● **WHAT IS REQUIRED**:
Lines from the one containing "Target: stone wall" through the final line of the data, restated word for word and free of pictures, make up the whole answer.
BEGIN RAW DATA
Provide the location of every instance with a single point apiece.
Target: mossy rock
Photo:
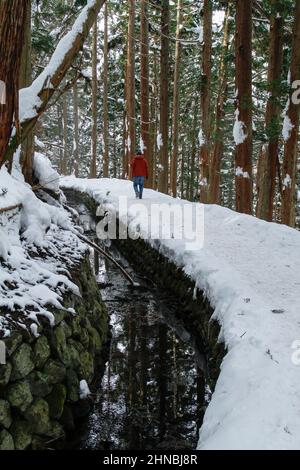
(74, 354)
(95, 341)
(19, 395)
(12, 342)
(72, 385)
(22, 362)
(67, 419)
(56, 431)
(22, 434)
(38, 415)
(5, 416)
(41, 352)
(56, 401)
(85, 338)
(76, 328)
(6, 441)
(39, 384)
(67, 330)
(60, 315)
(60, 345)
(5, 373)
(55, 371)
(86, 369)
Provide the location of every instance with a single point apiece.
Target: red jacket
(139, 167)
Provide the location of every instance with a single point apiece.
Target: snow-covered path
(249, 270)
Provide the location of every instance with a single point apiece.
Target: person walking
(139, 172)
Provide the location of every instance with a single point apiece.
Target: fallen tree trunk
(34, 99)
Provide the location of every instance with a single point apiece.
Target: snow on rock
(249, 270)
(241, 173)
(84, 391)
(239, 130)
(159, 141)
(47, 176)
(35, 242)
(287, 128)
(287, 182)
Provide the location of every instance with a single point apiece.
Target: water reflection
(152, 392)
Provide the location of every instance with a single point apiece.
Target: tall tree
(291, 130)
(76, 129)
(105, 97)
(145, 108)
(65, 135)
(27, 147)
(176, 99)
(268, 162)
(43, 89)
(205, 131)
(243, 124)
(12, 29)
(130, 90)
(217, 148)
(163, 182)
(93, 173)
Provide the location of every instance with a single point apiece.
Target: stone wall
(39, 385)
(194, 307)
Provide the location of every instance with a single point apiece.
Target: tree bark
(176, 100)
(291, 144)
(145, 103)
(130, 90)
(266, 183)
(76, 130)
(65, 135)
(217, 150)
(27, 147)
(105, 98)
(244, 184)
(206, 100)
(163, 179)
(51, 82)
(12, 30)
(93, 173)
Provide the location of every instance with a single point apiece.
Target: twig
(10, 208)
(106, 255)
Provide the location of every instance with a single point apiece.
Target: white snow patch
(43, 170)
(239, 130)
(84, 391)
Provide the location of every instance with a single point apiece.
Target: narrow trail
(150, 394)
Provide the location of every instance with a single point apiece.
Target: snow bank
(47, 176)
(33, 248)
(249, 270)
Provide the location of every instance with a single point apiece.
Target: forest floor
(249, 270)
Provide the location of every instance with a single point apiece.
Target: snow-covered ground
(249, 270)
(37, 246)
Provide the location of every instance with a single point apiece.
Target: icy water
(151, 395)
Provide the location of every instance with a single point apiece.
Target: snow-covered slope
(249, 269)
(37, 244)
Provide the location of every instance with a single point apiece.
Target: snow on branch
(34, 99)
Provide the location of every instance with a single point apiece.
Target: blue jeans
(138, 185)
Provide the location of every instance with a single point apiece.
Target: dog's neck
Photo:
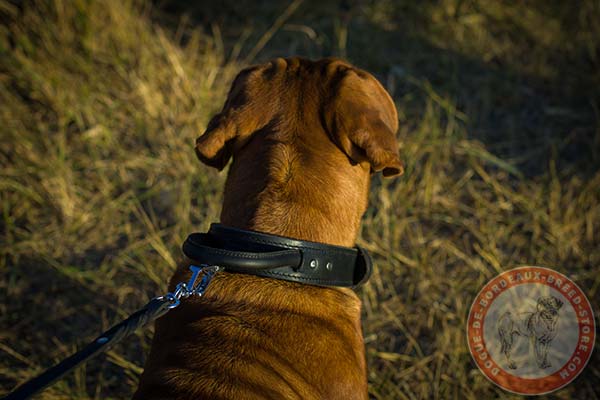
(305, 192)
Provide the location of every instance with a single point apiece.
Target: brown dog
(304, 137)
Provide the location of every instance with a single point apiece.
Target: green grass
(99, 185)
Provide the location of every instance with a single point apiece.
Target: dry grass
(99, 183)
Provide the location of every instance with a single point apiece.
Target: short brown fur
(304, 137)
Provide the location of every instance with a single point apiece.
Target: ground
(102, 101)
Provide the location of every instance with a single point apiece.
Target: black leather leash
(232, 250)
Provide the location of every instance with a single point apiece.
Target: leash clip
(185, 290)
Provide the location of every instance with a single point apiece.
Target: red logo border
(502, 378)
END RAW DATA
● **RESPONSE TO THE EXERCISE**:
Target: stone wall
(39, 385)
(194, 307)
Provide the location of every instance with a single point apiece.
Target: tree bark
(176, 100)
(291, 144)
(145, 103)
(130, 90)
(266, 183)
(76, 130)
(65, 135)
(217, 150)
(27, 147)
(105, 98)
(244, 184)
(206, 100)
(163, 179)
(51, 82)
(12, 30)
(93, 173)
Provide the location of every instance with a single point apiece.
Target: twig
(10, 208)
(106, 255)
Provide the location of every instance with a single point apiece.
Target: white snow patch
(43, 170)
(239, 130)
(84, 391)
Provide the location of every instance with a single point apiece.
Target: narrow trail
(150, 394)
Provide the location of every instance with a single point apiece.
Target: snow bank
(47, 176)
(33, 248)
(249, 270)
Provide the location of every instance with a single point apiece.
Target: forest floor
(249, 270)
Provide the location of every instance with a single point apiece.
Target: snow-covered ground
(249, 270)
(37, 246)
Provide the location of every instance with a single point apiece.
Target: icy water
(151, 395)
Provide the location of every instance with a single point apiece.
Target: snow-covered slope
(249, 269)
(37, 244)
Provide the location of every instance with a single point apiece.
Target: snow on branch
(34, 99)
Provide the location of every instance with a single point apiece.
Target: blue jeans
(138, 185)
Provide the location of every instance with a single point apiece.
Target: dog's neck
Photo:
(305, 192)
Provide the location of every instance with a single point apiece.
Target: brown dog
(304, 137)
Provide the location of every instance with a single point apiece.
Target: green grass
(99, 185)
Provide the location of every instance with a single point apiece.
Target: dry grass
(99, 183)
Provide the location of every instance with a single point apiece.
Target: short brown fur
(304, 137)
Provide the location of every instance with a single point apiece.
Target: ground
(102, 101)
Provide the location of every instance with a single point apiece.
Target: black leather leash
(232, 250)
Provide the location of every instance with a single point apiece.
Target: leash clip
(185, 290)
Provide the location of every instance with a single point apiece.
Target: red logo border
(502, 378)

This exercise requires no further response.